(Region pointing data)
···

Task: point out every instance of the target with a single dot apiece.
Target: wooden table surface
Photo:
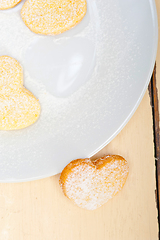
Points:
(39, 211)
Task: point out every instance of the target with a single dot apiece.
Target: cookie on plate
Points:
(52, 17)
(6, 4)
(19, 108)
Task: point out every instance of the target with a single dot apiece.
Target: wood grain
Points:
(38, 210)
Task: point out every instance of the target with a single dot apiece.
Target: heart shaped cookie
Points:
(18, 107)
(90, 184)
(6, 4)
(52, 16)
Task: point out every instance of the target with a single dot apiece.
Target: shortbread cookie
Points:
(19, 108)
(6, 4)
(52, 16)
(90, 184)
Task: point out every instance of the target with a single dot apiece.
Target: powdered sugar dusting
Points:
(5, 4)
(90, 187)
(18, 107)
(52, 17)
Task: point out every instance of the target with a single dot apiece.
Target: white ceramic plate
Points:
(89, 81)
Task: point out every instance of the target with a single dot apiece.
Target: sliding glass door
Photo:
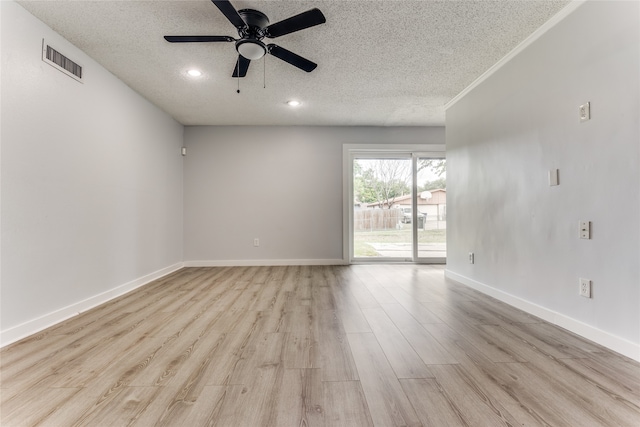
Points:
(397, 207)
(382, 204)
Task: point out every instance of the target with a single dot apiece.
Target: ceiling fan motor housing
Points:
(255, 20)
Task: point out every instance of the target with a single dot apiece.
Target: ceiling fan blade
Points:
(291, 58)
(242, 65)
(299, 22)
(191, 39)
(230, 12)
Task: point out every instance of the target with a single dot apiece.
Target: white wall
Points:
(504, 136)
(282, 185)
(91, 183)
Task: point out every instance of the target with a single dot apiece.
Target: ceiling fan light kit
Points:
(253, 26)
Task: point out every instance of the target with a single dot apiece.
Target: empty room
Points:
(320, 213)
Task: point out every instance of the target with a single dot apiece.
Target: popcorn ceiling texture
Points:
(383, 63)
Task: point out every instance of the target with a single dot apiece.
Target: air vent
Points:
(57, 60)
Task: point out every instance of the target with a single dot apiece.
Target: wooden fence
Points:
(376, 219)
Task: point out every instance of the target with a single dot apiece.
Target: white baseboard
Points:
(612, 342)
(262, 262)
(33, 326)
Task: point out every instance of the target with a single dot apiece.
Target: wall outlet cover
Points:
(585, 288)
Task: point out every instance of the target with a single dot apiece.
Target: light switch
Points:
(585, 230)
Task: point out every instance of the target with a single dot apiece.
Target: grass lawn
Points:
(361, 239)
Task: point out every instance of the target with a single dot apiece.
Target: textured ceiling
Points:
(381, 63)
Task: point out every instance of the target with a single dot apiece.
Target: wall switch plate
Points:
(585, 229)
(585, 288)
(585, 112)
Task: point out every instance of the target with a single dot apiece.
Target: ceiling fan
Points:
(253, 26)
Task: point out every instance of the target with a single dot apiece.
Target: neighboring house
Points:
(432, 202)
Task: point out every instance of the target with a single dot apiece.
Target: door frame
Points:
(349, 151)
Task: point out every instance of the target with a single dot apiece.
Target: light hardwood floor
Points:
(383, 345)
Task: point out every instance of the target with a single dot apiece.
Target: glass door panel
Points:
(382, 205)
(431, 209)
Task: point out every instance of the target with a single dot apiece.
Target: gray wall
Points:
(504, 136)
(282, 185)
(91, 183)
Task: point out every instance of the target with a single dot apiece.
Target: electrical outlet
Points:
(585, 112)
(585, 229)
(553, 177)
(585, 288)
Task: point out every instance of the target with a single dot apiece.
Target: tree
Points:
(381, 180)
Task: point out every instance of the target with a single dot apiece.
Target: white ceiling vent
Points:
(57, 60)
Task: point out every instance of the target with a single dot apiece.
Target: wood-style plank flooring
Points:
(362, 345)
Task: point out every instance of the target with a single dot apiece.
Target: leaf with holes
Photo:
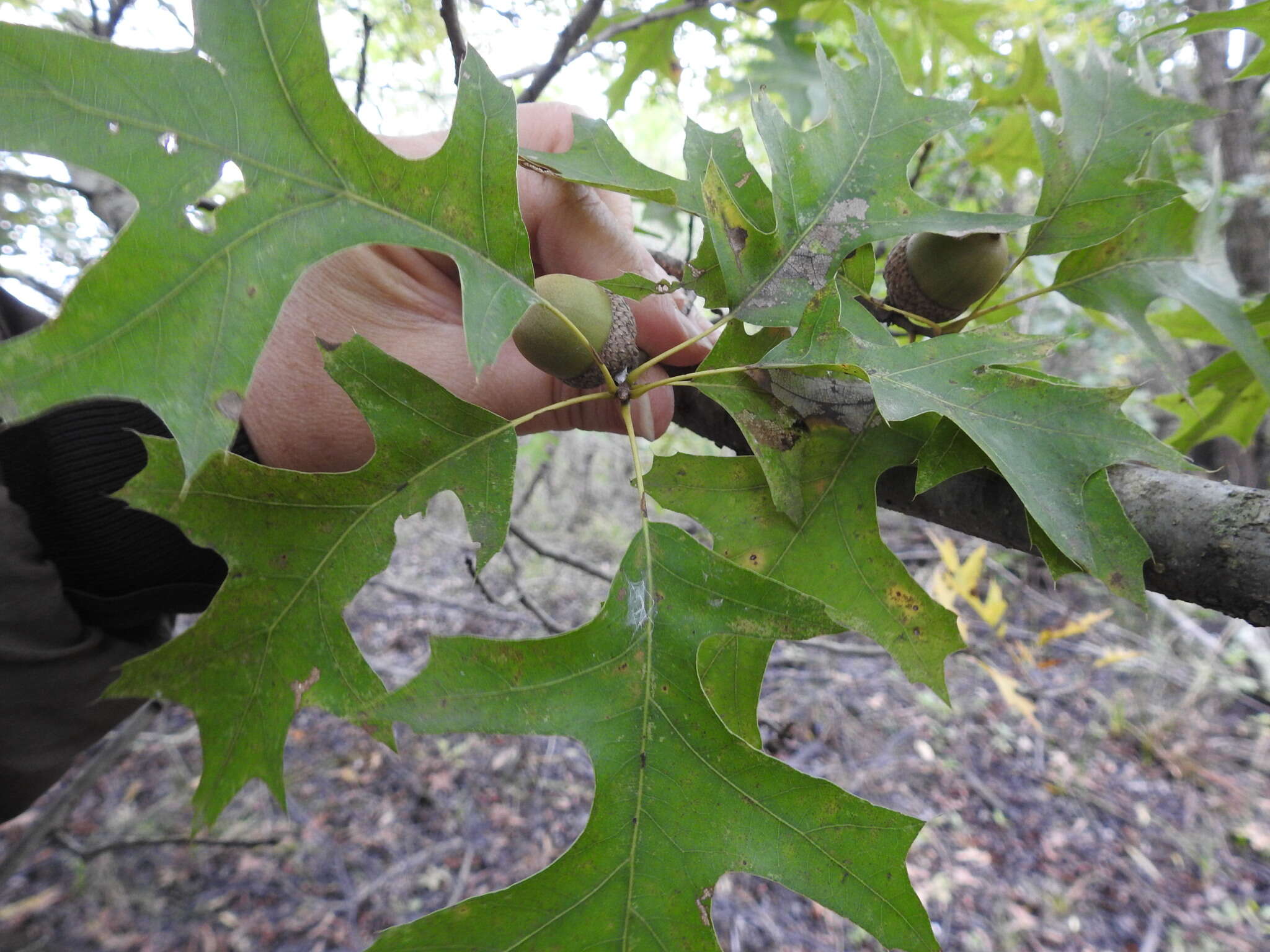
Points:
(680, 799)
(273, 639)
(1046, 436)
(175, 316)
(1091, 192)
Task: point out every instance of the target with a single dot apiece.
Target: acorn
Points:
(605, 320)
(938, 277)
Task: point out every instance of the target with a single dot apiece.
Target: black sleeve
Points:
(120, 568)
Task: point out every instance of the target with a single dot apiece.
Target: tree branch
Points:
(1210, 541)
(455, 32)
(616, 30)
(571, 35)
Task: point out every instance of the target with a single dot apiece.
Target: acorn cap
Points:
(938, 276)
(605, 320)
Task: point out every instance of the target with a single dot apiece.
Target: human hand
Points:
(407, 302)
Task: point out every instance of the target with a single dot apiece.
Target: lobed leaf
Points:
(273, 638)
(680, 799)
(175, 316)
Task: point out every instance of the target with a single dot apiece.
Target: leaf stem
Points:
(559, 405)
(686, 379)
(654, 361)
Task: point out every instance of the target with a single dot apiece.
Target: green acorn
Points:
(938, 277)
(605, 320)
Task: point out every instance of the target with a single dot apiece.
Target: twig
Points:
(624, 27)
(455, 31)
(571, 35)
(556, 555)
(523, 598)
(35, 283)
(58, 810)
(500, 615)
(1155, 930)
(460, 885)
(117, 8)
(367, 25)
(93, 852)
(544, 619)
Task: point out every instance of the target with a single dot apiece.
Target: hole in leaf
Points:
(202, 214)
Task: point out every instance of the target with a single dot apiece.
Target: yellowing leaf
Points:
(1076, 627)
(1009, 690)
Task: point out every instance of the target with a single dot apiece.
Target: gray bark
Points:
(1241, 144)
(1209, 541)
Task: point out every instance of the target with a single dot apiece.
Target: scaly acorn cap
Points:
(938, 277)
(605, 320)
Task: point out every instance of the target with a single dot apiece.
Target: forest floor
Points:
(1127, 811)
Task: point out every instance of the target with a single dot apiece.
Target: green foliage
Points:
(662, 685)
(163, 125)
(273, 639)
(680, 799)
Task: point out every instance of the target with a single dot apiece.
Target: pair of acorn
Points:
(933, 276)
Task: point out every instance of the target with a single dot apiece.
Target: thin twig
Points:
(571, 35)
(460, 885)
(558, 557)
(455, 31)
(117, 9)
(607, 33)
(35, 283)
(65, 801)
(367, 25)
(544, 617)
(93, 852)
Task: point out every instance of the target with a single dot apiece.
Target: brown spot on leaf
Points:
(300, 687)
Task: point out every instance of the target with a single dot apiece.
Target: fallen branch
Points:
(65, 801)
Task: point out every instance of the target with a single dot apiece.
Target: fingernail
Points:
(642, 418)
(696, 322)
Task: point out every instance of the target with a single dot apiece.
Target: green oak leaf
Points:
(680, 799)
(273, 638)
(1155, 258)
(1225, 398)
(1090, 192)
(833, 551)
(597, 157)
(948, 452)
(1047, 437)
(195, 307)
(836, 187)
(1254, 17)
(771, 428)
(1030, 84)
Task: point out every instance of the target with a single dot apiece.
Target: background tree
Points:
(981, 186)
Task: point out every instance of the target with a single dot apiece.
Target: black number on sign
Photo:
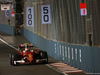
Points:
(46, 18)
(29, 10)
(45, 9)
(30, 22)
(30, 16)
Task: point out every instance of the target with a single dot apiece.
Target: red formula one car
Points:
(28, 55)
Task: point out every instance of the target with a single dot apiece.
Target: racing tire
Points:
(44, 55)
(14, 57)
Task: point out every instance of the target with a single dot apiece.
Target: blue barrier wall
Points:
(82, 57)
(7, 29)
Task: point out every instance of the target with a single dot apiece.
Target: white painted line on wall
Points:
(8, 44)
(80, 54)
(60, 49)
(65, 51)
(76, 54)
(69, 54)
(72, 54)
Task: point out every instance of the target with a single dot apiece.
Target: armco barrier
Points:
(7, 29)
(82, 57)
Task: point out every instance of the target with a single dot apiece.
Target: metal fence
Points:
(67, 25)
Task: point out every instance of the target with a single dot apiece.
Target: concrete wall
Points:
(82, 57)
(7, 29)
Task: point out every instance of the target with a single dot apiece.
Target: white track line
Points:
(8, 44)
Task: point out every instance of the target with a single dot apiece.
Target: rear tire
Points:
(44, 55)
(13, 58)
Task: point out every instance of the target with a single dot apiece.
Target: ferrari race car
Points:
(28, 55)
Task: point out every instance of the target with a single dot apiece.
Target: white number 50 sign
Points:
(46, 17)
(30, 13)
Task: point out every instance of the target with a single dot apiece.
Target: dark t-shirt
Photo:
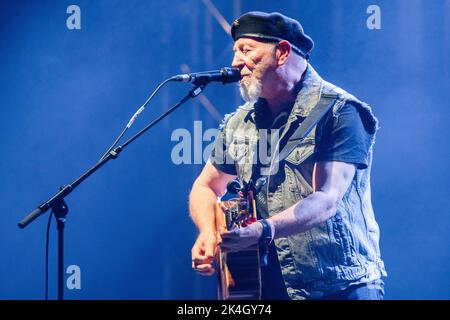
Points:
(344, 138)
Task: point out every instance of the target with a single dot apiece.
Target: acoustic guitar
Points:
(239, 273)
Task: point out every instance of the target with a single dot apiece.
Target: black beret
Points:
(273, 27)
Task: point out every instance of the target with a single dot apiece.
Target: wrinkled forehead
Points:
(254, 42)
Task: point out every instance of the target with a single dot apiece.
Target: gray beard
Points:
(252, 91)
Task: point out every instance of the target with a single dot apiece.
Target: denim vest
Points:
(340, 252)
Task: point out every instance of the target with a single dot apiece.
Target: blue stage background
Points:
(66, 94)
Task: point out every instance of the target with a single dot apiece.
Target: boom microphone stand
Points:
(59, 206)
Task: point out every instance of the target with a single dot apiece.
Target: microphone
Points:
(224, 75)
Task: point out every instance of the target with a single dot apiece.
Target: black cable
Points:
(135, 116)
(46, 253)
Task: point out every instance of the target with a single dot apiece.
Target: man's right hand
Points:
(203, 253)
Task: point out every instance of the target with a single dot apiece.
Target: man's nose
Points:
(237, 61)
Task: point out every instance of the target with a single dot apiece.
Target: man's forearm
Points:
(202, 202)
(304, 215)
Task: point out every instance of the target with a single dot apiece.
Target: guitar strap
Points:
(325, 103)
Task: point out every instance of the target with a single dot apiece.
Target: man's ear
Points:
(283, 51)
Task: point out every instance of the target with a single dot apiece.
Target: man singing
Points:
(316, 206)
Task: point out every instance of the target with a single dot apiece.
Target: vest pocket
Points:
(301, 152)
(343, 244)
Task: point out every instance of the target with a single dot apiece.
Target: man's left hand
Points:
(241, 238)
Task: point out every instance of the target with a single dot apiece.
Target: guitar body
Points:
(239, 273)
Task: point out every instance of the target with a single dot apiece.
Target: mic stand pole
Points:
(60, 208)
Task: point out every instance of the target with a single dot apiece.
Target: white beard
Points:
(251, 90)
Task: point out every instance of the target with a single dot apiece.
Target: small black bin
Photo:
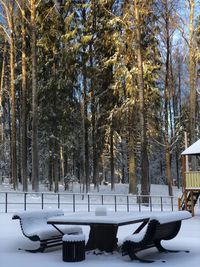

···

* Exercise directions *
For every line above that includes the string "tree", copy the line.

* Finished task *
Target: tree
Target: tree branch
Target: background tree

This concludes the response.